(Object point labels)
[BEGIN]

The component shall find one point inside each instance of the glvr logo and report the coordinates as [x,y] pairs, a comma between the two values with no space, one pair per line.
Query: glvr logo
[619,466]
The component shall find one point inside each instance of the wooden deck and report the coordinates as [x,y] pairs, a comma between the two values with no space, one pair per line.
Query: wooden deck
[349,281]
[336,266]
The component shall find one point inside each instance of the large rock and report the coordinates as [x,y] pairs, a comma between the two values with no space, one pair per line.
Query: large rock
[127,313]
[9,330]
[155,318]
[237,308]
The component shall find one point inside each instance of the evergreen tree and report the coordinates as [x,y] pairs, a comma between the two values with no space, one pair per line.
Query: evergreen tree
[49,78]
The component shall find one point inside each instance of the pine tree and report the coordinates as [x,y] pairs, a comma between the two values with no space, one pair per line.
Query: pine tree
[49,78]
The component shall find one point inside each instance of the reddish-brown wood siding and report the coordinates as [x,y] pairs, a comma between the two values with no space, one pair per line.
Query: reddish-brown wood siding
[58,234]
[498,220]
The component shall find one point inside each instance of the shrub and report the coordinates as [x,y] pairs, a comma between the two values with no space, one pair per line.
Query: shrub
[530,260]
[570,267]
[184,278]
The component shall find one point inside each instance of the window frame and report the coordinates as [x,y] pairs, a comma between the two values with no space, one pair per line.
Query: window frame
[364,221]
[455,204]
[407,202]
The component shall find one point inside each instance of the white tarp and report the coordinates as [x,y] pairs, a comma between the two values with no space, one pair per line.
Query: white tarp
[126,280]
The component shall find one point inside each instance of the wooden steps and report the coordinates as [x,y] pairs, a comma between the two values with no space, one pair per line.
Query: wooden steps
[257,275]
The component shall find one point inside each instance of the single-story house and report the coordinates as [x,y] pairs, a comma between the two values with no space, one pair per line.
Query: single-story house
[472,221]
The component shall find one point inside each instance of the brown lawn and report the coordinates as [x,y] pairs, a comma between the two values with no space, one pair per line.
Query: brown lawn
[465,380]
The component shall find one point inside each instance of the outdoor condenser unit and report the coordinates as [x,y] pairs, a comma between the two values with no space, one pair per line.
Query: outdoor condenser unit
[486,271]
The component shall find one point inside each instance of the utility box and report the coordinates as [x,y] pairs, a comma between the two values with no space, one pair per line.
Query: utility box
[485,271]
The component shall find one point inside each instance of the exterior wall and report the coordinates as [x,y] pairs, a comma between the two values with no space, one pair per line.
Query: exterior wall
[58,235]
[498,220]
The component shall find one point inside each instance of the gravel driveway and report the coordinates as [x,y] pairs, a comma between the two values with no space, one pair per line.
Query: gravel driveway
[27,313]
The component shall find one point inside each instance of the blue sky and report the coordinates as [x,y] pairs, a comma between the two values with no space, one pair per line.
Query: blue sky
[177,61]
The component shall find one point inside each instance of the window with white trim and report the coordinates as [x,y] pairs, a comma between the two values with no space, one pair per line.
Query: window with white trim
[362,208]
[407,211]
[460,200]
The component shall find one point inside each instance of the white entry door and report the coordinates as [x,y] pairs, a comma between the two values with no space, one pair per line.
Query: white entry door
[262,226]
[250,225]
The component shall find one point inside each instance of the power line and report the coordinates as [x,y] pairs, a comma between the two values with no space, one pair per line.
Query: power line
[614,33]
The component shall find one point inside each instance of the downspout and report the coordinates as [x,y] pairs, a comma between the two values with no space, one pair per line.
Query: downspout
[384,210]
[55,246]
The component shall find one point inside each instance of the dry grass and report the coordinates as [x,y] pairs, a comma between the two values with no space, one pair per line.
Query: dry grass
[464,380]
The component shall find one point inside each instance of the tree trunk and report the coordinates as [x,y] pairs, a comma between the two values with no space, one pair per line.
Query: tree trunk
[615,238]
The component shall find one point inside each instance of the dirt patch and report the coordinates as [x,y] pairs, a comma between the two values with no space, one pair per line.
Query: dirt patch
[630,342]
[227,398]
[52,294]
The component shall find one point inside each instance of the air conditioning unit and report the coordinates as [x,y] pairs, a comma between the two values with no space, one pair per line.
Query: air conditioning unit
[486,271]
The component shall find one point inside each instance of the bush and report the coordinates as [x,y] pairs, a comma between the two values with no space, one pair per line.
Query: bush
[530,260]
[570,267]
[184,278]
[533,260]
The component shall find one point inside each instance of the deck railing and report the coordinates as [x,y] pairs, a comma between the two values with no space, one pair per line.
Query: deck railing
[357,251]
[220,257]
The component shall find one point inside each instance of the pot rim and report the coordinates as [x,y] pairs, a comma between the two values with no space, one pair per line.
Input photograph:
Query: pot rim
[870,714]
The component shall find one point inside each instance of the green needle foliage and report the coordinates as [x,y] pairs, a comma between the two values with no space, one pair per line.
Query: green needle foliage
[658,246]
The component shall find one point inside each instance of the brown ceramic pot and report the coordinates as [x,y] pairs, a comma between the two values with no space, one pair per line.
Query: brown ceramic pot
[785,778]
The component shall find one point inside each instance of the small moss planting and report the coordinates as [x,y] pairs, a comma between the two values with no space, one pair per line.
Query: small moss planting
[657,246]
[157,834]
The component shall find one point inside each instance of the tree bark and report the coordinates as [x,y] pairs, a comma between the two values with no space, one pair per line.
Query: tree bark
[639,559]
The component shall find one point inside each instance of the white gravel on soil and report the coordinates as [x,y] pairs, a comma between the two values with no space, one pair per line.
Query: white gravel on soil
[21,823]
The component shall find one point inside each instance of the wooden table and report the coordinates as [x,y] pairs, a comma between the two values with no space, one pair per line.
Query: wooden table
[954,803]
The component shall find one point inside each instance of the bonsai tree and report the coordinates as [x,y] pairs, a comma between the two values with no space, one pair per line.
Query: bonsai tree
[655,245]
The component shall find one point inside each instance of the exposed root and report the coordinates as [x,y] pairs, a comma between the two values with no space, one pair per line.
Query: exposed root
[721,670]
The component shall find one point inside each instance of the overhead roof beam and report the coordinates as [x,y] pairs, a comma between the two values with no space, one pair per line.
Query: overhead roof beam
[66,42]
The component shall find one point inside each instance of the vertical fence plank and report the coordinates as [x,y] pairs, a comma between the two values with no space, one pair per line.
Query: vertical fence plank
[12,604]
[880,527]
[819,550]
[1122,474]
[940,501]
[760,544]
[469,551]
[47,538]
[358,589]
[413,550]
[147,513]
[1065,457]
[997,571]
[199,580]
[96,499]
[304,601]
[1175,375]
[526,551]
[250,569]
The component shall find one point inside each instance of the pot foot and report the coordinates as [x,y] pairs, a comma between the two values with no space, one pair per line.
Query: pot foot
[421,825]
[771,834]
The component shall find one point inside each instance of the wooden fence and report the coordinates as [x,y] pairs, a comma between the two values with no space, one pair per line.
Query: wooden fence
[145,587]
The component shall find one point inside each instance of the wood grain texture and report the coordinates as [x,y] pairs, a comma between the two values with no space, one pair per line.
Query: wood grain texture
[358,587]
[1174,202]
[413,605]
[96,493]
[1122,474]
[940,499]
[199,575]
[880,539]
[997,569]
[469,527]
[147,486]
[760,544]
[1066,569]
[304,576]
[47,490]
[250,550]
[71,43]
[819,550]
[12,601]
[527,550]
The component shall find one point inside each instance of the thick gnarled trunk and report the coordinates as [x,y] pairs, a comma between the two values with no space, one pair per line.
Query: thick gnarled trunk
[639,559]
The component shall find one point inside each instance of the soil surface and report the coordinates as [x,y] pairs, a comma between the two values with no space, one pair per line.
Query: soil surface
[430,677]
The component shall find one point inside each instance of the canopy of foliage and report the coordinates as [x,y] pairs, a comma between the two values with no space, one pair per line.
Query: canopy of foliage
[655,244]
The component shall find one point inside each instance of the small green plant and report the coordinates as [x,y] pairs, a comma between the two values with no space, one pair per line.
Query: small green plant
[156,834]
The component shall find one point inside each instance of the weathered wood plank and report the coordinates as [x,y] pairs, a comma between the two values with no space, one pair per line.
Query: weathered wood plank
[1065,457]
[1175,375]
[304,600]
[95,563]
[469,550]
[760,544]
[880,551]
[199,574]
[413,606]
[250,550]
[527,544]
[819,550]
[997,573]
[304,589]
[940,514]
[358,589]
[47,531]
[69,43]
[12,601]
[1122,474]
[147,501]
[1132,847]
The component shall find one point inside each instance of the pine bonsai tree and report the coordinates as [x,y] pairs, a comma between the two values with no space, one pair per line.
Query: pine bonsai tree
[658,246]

[END]

• [GIVEN TASK] Recast the entries in the stretch from the line containing "the small green" through the end of the entries as a two-column CSV with the headers entry_text and answer. Give one row per entry, put each field in quotation marks, and turn every line break into a space.

• [SOLUTION TO THIS TASK]
entry_text,answer
"The component shall find one point inside each instance of the small green plant and report the coordinates as [x,y] pairs, a comma between the two values with no space, one pair per line. Query: small green plant","[156,834]"
"The component shall find one point inside each instance of the weathered wood plank and report the coordinates as [x,y] pairs, a comma between the two values with no space, one pair per line. Query: weathered wood plank","[1065,457] [1175,375] [304,600] [95,563] [469,550] [760,544] [880,551] [199,574] [413,606] [250,550] [527,544] [819,550] [997,573] [304,589] [940,514] [358,589] [47,531] [69,43] [12,601] [1122,474] [147,501] [1132,847]"
"The component shall find one point inside each instance of the pine bonsai tree and report the coordinates as [x,y] pairs, a comma between the two values with no space, one pair per line. Query: pine bonsai tree","[658,246]"